QUOTED PASSAGE:
-=-=-=-=-

Author: GLE Team | Published on 1 August 2023


'In the balloon' is a drama activity where small groups imagine they are in a hot air balloon that is about to crash into the river. The task is to convince an audience as to why you should be the one to remain in the balloon. 

Stage 1

Sort class into mixed gender groups of 4 or 5 depending on the number of learners and the space you have. If you have access to hoops or mats for the groups to stand in/on, use these for added effect.  

Stage 2: Explain the game.

The balloons are all overweight and only one person can remain safe inside or the balloon will crash into a river. Each person needs to think of a convincing back story as to why they should stay in the balloon. They will tell this story to one other group who will decide who should survive.

Stage 3

Give learners 5-10 minutes to think about their story. They can make notes if this helps them. 

Stage 4

After the given time frame, explain 2 groups will work together to hear the stories. Ask groups to go back to their ‘balloons’ with one group in the balloon space and the other group sat prepared to listen to the stories. 

Stage 5

Learners take it in turns to take their story and try to convince the other group they should be chosen to stay in the balloon. They take it in turns to share their reasons trying to be as convincing as possible.  

Stage 6

When all stories have been told, the listening group decide which learner was most convincing. That learner wins. The groups swap and repeat.

Stage 7

If time allows, you could ask the whole class to come back together and explain the winners from each balloon will now share their story to the whole group. This time they are all in one balloon and the remainder of the class will decide on one overall survivor.

Stage 8

Discuss with the whole group what it was about the winning stories that convinced them. If any stories included gender links, such as ‘I am a mother’ did that impact their decisions? Explore this with further questioning and discussion.   

Gender Responsive Notes: Ensure gender neutral language throughout; mixed gender groupings to ensure engagement with learners of all genders; ensure answers are taken from a variety of learners of different genders; the opportunity to discuss any decisions based on gender stereotypes applied during the story telling.

-=-=-=-=-

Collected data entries

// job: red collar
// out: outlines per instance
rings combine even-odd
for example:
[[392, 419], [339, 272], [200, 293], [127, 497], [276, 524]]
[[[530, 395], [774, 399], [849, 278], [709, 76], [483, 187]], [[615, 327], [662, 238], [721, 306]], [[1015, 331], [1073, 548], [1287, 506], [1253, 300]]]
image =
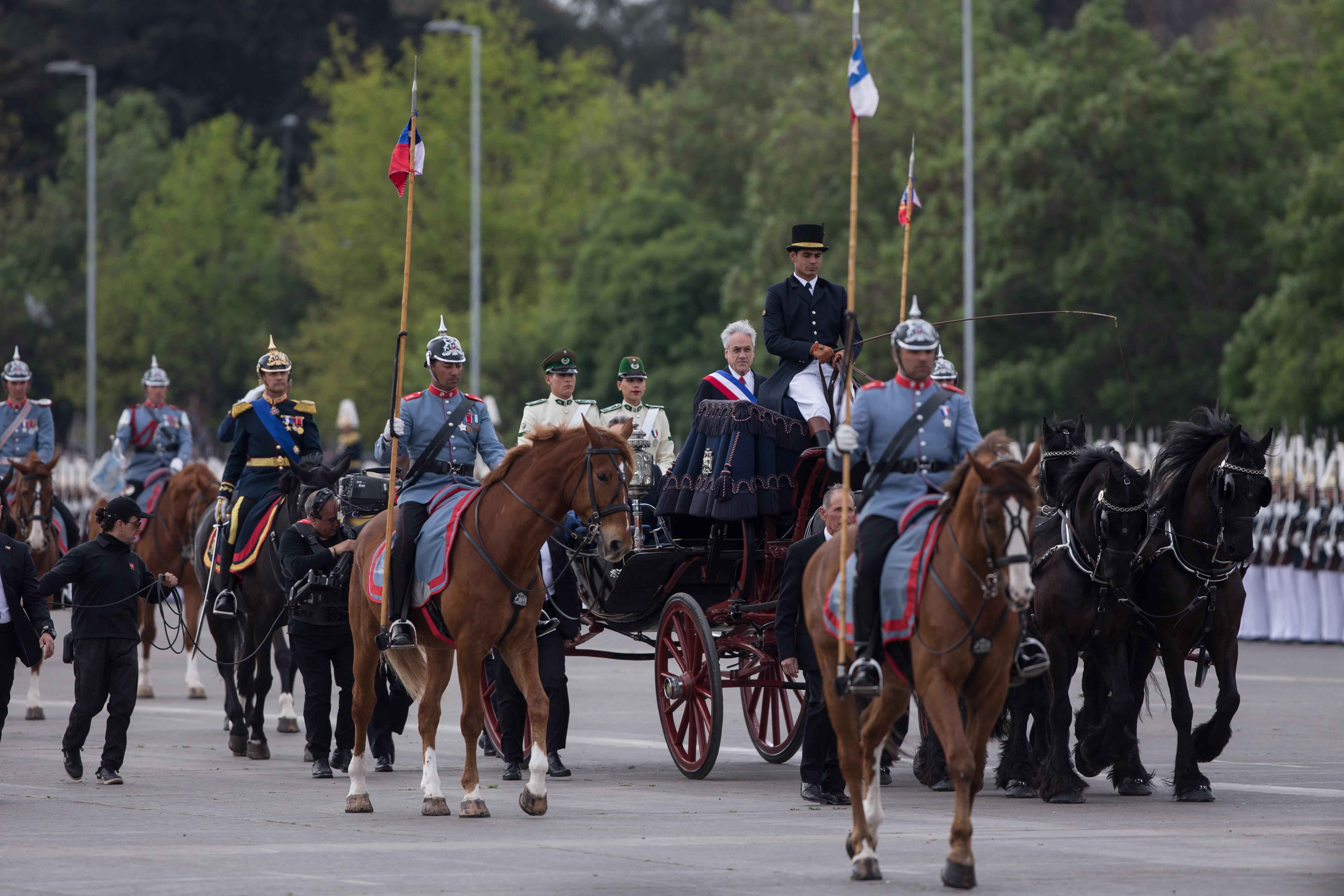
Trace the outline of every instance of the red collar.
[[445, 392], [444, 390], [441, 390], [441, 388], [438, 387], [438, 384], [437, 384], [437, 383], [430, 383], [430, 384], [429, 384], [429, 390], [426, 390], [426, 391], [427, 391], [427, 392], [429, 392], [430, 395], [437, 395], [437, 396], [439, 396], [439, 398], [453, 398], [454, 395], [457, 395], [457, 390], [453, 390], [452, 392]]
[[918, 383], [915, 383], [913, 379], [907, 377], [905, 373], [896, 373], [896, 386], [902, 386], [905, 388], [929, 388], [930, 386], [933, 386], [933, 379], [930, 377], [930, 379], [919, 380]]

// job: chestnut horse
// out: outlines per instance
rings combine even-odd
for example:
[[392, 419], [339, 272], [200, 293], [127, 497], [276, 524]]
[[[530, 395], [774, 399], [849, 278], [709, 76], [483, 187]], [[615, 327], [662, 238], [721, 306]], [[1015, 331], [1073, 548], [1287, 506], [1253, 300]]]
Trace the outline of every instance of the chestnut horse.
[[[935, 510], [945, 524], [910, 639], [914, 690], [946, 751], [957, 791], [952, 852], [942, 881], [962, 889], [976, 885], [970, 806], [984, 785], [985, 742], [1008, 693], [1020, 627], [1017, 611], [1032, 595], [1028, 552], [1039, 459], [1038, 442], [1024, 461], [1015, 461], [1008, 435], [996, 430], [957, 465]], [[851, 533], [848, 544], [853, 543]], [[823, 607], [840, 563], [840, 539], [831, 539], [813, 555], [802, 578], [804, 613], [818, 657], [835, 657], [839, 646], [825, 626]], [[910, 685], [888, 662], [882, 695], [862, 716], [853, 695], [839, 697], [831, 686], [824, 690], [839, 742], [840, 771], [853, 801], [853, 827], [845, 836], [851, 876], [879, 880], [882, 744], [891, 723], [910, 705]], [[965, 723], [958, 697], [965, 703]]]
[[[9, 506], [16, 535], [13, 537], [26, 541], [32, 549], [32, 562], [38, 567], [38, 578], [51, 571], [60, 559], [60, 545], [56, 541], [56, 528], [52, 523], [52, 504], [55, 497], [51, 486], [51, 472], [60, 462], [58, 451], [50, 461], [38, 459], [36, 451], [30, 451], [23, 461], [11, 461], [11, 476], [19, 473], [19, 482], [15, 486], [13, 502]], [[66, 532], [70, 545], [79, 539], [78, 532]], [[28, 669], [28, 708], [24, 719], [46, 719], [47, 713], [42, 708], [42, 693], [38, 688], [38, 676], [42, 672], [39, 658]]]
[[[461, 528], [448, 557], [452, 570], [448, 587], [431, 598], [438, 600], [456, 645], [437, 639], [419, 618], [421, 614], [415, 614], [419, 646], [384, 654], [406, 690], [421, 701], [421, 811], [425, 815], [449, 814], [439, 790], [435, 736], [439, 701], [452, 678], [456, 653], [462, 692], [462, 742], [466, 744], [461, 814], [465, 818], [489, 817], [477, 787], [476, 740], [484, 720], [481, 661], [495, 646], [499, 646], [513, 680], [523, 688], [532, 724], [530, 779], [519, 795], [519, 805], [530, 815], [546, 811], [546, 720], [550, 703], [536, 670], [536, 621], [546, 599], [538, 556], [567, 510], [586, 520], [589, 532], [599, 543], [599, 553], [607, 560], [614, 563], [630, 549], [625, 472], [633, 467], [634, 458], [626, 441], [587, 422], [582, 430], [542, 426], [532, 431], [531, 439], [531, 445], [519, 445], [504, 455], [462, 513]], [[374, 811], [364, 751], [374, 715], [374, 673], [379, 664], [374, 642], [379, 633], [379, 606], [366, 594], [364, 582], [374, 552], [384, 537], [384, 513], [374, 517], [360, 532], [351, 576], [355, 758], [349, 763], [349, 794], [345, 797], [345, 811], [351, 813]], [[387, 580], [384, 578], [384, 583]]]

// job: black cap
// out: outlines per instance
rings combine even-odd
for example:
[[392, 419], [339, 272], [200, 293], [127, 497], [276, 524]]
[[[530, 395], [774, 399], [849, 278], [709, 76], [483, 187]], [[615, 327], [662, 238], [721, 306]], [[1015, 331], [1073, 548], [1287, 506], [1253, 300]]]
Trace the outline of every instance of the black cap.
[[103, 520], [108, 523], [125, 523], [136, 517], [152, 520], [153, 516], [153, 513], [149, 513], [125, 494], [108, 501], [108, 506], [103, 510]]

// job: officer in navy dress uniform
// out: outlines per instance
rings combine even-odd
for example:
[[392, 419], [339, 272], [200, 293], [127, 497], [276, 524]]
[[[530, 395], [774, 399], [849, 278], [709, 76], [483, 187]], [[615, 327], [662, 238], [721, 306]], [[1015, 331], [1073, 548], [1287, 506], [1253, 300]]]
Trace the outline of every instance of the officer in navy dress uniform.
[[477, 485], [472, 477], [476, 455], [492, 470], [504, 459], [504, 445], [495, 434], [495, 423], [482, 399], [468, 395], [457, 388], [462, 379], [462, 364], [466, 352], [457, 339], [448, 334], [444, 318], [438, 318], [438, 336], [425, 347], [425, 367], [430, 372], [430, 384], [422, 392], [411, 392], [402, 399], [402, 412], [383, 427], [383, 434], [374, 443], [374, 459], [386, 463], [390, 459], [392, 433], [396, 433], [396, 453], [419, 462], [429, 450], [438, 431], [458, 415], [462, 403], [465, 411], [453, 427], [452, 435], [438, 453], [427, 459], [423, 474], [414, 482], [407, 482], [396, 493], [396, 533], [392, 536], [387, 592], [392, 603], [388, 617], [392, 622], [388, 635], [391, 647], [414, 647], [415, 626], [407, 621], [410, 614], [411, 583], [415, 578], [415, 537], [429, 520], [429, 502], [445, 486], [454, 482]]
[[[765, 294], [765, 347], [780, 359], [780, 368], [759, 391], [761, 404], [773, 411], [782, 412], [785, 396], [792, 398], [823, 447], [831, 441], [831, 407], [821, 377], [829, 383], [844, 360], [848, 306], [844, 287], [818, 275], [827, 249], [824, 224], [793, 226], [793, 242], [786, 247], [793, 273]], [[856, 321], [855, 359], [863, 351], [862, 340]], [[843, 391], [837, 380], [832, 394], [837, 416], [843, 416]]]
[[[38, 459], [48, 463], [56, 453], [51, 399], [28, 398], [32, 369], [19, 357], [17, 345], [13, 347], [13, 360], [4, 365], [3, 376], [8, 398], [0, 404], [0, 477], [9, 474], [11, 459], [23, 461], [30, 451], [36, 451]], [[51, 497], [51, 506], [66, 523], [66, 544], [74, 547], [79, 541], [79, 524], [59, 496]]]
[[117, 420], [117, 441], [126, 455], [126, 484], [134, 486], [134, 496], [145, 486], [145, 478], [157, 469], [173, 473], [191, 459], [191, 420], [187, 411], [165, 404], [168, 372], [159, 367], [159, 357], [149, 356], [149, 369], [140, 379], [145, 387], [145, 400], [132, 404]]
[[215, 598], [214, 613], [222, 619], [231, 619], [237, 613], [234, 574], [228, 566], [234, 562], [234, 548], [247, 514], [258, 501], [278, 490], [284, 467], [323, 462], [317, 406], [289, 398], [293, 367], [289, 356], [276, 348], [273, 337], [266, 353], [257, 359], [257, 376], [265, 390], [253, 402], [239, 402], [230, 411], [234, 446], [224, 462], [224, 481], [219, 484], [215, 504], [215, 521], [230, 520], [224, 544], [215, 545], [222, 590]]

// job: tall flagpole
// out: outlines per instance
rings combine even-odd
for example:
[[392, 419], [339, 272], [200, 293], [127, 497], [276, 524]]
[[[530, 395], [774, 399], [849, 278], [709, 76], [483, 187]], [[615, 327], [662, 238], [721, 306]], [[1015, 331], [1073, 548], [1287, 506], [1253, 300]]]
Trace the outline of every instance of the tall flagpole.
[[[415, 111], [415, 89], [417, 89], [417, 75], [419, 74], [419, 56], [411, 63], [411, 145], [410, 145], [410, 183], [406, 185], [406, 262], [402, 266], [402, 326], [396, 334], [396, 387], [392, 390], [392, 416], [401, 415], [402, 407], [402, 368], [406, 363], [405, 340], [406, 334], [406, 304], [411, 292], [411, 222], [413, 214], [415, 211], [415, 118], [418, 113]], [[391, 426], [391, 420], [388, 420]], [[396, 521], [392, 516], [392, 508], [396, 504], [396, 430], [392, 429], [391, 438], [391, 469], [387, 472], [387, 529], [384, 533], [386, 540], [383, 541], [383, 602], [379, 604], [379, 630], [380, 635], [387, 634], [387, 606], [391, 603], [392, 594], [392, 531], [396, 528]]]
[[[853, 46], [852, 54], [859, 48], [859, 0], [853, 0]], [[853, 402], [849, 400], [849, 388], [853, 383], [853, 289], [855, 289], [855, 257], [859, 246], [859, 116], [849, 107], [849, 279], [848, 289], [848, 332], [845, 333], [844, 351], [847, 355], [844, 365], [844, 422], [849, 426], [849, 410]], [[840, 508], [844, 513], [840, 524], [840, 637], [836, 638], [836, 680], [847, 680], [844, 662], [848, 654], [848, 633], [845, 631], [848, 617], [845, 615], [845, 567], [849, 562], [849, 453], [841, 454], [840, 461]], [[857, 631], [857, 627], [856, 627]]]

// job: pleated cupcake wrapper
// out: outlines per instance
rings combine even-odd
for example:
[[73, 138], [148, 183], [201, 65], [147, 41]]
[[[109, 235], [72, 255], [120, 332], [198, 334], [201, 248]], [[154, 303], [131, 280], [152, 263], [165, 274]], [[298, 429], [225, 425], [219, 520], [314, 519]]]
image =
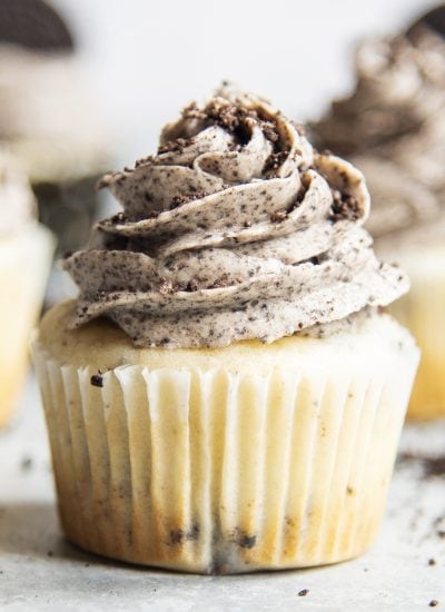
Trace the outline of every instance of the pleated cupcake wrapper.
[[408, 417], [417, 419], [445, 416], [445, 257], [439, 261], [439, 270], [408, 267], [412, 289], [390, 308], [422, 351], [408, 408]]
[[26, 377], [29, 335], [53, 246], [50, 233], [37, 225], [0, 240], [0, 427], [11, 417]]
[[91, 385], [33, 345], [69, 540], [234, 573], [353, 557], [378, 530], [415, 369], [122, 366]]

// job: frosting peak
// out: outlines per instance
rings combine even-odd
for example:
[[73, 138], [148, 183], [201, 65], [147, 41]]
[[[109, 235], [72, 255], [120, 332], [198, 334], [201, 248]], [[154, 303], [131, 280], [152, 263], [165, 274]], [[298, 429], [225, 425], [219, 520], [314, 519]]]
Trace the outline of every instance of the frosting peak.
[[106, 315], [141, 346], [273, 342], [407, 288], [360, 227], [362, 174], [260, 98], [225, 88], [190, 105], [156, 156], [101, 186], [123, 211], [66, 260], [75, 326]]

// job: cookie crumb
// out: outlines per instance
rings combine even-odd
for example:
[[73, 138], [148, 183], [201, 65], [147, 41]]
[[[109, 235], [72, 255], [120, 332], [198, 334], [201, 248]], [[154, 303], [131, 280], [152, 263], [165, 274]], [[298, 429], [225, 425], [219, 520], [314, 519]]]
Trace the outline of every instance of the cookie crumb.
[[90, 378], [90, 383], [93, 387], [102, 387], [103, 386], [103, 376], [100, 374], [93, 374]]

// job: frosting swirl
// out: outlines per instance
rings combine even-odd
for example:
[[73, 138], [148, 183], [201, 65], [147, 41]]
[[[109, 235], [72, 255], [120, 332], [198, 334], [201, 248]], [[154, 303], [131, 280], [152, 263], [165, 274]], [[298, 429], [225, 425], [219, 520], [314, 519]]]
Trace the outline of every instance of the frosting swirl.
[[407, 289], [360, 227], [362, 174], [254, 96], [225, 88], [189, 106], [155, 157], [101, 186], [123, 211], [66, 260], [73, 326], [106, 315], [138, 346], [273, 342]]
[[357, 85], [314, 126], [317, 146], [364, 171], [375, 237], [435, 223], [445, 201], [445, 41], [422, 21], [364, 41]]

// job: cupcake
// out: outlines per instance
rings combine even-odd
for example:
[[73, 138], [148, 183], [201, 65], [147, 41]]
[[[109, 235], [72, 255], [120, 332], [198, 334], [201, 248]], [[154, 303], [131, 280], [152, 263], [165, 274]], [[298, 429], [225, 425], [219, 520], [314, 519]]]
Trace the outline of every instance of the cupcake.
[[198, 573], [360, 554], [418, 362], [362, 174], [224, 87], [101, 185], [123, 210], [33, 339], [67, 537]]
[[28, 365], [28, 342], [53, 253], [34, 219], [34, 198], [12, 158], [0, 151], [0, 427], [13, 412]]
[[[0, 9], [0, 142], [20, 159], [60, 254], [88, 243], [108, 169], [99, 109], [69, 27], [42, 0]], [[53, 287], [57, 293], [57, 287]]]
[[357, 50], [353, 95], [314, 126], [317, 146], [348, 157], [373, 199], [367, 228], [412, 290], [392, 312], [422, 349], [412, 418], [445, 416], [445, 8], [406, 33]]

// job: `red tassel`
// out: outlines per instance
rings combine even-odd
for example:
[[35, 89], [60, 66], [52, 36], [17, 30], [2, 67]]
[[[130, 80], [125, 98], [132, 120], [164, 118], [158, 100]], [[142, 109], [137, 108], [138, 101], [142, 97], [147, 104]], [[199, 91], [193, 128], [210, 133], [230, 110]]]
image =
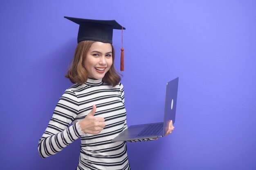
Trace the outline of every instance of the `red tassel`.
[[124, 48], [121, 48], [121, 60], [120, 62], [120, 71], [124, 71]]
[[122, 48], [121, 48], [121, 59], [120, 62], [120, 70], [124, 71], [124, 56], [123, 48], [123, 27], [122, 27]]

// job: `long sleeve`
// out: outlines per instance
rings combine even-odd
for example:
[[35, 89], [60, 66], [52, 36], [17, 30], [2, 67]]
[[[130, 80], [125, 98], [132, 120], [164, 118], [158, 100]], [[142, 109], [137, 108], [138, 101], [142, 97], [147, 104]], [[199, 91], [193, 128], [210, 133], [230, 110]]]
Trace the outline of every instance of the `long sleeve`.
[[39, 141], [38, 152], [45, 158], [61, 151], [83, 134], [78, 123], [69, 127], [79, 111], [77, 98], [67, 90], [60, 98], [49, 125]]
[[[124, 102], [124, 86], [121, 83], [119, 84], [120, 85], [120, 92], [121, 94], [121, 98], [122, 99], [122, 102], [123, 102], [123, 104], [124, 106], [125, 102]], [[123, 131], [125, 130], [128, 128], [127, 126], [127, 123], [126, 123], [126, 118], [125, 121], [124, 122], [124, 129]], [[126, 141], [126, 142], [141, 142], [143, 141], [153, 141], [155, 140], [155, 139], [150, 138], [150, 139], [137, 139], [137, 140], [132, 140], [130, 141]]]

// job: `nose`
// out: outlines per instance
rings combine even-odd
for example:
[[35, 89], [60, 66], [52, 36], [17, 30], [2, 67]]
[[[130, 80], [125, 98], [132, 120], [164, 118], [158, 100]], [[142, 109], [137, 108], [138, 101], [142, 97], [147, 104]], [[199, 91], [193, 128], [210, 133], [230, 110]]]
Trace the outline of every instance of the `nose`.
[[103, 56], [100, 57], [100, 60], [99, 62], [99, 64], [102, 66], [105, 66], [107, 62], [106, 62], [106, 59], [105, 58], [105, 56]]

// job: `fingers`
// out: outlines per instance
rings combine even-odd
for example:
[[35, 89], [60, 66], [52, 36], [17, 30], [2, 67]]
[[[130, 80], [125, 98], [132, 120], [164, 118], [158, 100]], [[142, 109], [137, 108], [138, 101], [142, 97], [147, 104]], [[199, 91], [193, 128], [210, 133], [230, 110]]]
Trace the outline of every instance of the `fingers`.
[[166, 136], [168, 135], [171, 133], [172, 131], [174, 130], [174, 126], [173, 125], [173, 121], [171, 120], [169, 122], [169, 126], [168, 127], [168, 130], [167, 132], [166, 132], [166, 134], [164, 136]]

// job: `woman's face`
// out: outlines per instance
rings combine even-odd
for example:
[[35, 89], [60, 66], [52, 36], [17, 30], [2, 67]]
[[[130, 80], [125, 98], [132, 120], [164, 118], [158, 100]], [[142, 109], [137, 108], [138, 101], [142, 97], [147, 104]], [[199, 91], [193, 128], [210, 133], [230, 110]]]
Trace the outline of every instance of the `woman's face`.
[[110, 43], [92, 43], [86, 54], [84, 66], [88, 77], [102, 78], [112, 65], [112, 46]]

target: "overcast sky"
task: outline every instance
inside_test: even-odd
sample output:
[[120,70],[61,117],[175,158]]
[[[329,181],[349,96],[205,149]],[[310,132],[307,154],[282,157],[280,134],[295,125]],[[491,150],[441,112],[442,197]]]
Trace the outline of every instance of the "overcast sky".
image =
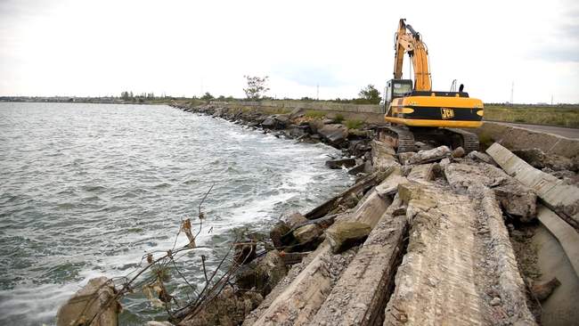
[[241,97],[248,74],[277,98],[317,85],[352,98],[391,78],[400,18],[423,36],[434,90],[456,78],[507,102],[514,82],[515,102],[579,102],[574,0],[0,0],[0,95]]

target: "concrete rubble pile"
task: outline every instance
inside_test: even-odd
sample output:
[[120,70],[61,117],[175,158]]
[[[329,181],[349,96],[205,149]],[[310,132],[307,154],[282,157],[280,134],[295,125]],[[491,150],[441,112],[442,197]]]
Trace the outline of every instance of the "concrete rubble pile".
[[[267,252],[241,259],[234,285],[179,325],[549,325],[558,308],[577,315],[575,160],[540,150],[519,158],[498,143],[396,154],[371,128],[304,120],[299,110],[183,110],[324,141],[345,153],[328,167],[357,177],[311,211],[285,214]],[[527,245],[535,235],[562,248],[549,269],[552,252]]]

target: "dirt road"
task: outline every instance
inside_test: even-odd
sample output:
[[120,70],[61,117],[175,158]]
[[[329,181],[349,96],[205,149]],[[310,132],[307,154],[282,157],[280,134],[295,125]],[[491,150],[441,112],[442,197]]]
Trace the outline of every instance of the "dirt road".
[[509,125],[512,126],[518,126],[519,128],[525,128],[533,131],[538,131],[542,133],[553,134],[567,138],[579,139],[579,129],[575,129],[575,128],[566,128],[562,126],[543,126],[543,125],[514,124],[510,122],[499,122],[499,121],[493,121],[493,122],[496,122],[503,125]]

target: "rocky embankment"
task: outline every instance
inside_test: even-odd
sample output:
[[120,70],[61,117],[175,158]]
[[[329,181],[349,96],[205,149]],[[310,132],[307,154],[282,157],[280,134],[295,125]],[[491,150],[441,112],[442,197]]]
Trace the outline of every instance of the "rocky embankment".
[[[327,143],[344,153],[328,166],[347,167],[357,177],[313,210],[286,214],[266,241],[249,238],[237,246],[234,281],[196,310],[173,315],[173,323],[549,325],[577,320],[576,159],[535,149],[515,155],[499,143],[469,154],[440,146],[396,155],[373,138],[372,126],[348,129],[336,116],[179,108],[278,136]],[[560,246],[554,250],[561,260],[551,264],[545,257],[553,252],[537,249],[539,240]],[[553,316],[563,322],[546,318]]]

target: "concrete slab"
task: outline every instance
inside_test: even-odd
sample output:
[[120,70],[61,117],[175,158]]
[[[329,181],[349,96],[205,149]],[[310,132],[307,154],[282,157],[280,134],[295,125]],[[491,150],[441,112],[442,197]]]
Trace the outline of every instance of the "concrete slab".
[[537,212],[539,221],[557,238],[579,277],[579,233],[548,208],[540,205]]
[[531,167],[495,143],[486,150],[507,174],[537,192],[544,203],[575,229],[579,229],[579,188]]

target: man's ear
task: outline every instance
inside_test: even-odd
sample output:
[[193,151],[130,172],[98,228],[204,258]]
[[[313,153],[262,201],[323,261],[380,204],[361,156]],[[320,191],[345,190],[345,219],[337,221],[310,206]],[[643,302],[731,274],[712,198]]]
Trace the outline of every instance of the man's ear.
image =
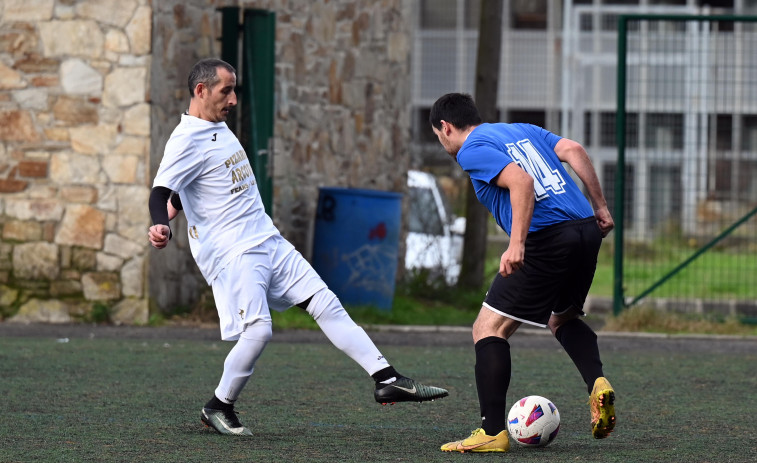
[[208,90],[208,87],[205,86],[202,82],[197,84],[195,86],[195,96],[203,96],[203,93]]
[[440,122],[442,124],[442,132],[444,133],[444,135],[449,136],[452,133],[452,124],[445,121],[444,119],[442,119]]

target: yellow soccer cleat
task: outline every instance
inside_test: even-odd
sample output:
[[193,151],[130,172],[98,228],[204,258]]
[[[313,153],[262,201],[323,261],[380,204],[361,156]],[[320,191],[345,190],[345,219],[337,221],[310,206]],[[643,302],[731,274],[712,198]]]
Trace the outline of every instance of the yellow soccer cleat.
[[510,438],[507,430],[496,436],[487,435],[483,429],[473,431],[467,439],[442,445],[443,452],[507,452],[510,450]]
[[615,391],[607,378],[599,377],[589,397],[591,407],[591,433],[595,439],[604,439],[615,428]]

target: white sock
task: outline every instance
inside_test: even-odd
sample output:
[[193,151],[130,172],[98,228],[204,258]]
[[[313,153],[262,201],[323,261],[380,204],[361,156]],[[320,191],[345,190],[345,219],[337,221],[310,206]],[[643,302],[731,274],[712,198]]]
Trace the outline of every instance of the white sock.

-=-=-=-=-

EXERCISES TO COMPLETE:
a: Render this sentence from the hot air balloon activity into Spanish: "When all stories have been told, the listening group decide which learner was most convincing."
b: Carry on the hot air balloon activity from the point where it ends.

REPLIES:
a: Cuando se hayan contado todas las historias, el grupo que escucha decide qué alumno fue el más convincente.

b:
Gender Stereotypes: a generalised view or preconception about attributes or characteristics, or the roles that are or ought to be possessed by, or performed by, women and men. A gender stereotype is harmful when it limits learners’ capacity to develop their personal abilities, pursue their education opportunities, professional careers and/or make choices about their lives. For example, it is a common stereotype that men should be confident and aggressive, and women are quieter and passive. 

Gender Neutral Language: language that avoids bias towards a particular sex or gender. In English, this includes use of nouns that are not gender-specific to refer to roles or professions, formation of phrases in a coequal manner, and discontinuing the blanket use of male or female terms. For example, it’s referring to someone you don’t know as “they” rather than using the pronoun “he” or “she,” or  perhaps addressing a group as “everyone” rather than saying, “Hey, guys, and adapting gendered terms such as businessman to business person instead.

Want to know more about the GLE Team?

In a groundbreaking initiative, the British Council, under the English Connects programme, undertook a transformative mission to champion gender-inclusive practices in Sub-Saharan Africa with a cohort of 41 dedicated teacher educators and teachers from Ethiopia, Nigeria, Senegal, South Africa and Sudan. This dynamic group referred to as the GLE Team worked together to design this resource.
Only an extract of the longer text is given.